* start Given records *
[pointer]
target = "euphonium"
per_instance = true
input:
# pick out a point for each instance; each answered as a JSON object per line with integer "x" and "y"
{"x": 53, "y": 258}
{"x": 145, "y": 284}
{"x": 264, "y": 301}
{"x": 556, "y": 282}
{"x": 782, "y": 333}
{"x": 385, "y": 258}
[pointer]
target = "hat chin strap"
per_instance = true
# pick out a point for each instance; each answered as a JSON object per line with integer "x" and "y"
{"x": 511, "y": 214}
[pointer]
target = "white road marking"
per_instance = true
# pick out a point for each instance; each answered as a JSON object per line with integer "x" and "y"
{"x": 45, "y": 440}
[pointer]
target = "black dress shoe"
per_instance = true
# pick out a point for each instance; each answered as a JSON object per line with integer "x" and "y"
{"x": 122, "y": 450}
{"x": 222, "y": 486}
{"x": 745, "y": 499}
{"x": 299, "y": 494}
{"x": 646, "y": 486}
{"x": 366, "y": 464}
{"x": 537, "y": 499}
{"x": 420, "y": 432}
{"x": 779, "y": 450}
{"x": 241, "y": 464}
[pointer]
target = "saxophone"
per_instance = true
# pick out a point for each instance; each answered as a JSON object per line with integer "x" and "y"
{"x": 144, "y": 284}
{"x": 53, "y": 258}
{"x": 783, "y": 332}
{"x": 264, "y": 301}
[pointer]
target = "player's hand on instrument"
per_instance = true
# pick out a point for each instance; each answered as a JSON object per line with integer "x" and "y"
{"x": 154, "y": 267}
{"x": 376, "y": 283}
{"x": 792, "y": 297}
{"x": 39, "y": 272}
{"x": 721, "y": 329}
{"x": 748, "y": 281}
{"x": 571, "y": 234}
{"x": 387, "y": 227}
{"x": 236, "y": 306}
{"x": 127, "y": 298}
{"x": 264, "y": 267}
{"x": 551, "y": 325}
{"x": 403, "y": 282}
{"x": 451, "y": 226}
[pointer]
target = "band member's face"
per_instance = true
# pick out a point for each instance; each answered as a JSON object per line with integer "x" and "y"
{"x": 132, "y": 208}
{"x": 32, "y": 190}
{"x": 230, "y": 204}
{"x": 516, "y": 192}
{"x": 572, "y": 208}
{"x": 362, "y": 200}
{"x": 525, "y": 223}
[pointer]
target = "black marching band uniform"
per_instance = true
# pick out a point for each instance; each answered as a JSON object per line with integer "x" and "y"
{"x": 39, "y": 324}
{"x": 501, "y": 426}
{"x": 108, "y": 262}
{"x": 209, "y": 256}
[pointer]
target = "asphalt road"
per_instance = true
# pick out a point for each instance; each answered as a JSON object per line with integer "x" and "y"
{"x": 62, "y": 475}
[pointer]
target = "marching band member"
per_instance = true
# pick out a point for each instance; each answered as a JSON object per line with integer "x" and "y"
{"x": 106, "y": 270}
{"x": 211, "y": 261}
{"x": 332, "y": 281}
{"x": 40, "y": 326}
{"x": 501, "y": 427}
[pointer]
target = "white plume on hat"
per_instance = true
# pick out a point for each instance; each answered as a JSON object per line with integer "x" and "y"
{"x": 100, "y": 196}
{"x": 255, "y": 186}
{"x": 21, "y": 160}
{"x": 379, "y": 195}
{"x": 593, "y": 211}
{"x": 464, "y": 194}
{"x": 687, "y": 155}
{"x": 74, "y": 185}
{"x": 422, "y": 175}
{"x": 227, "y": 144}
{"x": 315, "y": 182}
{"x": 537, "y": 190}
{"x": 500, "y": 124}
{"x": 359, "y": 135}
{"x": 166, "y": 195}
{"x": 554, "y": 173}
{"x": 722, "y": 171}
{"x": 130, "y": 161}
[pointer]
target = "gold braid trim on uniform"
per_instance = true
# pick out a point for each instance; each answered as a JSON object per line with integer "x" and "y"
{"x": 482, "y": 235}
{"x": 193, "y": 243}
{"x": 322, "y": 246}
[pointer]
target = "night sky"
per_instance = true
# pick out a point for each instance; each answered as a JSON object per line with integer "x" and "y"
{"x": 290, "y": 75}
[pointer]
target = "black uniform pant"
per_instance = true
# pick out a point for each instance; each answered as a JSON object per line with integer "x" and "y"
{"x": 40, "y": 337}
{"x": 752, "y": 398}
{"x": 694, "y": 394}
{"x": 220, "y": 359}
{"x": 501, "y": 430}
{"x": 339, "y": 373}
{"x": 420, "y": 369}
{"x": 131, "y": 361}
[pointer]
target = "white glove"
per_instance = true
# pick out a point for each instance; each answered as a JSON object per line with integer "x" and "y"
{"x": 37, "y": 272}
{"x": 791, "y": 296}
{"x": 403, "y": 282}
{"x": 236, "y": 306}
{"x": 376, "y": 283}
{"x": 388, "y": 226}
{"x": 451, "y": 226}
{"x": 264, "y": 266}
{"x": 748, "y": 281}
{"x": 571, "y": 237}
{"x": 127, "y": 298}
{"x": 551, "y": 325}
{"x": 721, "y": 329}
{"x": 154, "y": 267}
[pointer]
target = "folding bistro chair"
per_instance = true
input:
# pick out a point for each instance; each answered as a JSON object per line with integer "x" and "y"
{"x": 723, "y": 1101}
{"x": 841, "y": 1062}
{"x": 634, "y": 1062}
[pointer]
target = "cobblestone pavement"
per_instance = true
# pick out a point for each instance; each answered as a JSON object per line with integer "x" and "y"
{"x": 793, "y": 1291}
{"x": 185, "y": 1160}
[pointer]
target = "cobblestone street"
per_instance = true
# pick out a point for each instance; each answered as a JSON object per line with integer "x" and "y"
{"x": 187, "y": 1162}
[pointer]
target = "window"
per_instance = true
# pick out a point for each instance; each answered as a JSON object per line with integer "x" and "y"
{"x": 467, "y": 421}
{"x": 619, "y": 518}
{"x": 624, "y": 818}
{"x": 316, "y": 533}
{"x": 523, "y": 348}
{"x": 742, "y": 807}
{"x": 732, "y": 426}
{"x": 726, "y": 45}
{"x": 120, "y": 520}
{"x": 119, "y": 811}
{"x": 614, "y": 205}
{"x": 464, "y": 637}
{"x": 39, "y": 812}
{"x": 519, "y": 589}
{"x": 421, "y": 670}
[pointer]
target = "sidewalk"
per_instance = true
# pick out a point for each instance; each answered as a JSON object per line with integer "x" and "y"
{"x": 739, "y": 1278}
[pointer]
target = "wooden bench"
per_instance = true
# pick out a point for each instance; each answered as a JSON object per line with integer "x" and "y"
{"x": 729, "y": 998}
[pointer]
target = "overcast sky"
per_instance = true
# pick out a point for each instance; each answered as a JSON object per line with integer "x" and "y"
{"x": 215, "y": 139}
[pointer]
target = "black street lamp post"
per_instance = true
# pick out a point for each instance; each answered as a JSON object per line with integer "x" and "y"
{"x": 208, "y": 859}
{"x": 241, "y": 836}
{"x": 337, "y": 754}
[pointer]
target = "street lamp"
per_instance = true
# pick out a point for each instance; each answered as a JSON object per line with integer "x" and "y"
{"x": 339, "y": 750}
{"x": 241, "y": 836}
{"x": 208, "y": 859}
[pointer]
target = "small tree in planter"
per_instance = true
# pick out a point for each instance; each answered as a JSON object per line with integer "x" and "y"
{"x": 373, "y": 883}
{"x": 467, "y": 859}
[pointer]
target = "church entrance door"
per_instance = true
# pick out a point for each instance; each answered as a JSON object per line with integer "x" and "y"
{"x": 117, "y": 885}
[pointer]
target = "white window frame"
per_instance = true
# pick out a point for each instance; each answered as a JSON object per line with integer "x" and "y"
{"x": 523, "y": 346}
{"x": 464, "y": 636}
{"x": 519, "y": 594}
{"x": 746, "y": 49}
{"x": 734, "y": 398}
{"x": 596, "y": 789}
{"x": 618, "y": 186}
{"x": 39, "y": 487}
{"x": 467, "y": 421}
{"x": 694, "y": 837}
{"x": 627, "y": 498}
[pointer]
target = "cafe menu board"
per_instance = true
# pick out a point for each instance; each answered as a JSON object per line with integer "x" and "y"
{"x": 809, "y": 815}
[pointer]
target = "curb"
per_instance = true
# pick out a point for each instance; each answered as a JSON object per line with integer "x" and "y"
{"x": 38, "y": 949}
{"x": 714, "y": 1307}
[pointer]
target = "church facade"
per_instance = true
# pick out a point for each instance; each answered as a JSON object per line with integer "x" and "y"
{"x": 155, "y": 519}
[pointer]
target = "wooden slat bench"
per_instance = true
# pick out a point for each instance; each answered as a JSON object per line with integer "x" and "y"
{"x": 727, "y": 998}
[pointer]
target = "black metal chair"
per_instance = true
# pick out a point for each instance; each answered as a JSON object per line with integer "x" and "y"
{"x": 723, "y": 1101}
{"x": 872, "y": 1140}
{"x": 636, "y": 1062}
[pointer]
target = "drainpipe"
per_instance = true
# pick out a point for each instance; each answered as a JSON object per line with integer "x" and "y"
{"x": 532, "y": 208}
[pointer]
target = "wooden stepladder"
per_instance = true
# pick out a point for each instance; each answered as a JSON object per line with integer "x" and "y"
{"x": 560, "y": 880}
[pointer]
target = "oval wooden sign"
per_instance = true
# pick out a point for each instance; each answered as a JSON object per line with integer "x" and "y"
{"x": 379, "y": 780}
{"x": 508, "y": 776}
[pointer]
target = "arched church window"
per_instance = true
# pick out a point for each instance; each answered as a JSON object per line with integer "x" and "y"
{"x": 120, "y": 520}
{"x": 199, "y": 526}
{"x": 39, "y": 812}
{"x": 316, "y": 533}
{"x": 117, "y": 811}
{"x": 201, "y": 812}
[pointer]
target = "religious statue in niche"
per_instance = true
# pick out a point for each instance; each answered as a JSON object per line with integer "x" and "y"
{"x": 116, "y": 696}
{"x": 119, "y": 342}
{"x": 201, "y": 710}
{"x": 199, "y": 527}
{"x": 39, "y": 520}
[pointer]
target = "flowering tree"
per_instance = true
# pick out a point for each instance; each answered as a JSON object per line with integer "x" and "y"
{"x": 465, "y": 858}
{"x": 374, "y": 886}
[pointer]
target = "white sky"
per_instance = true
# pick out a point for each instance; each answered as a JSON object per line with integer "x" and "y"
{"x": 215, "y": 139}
* end Given records *
### Problem requirements
How many lines in the records above contain the word "white"? Case counts; give only the number.

### Response to this task
5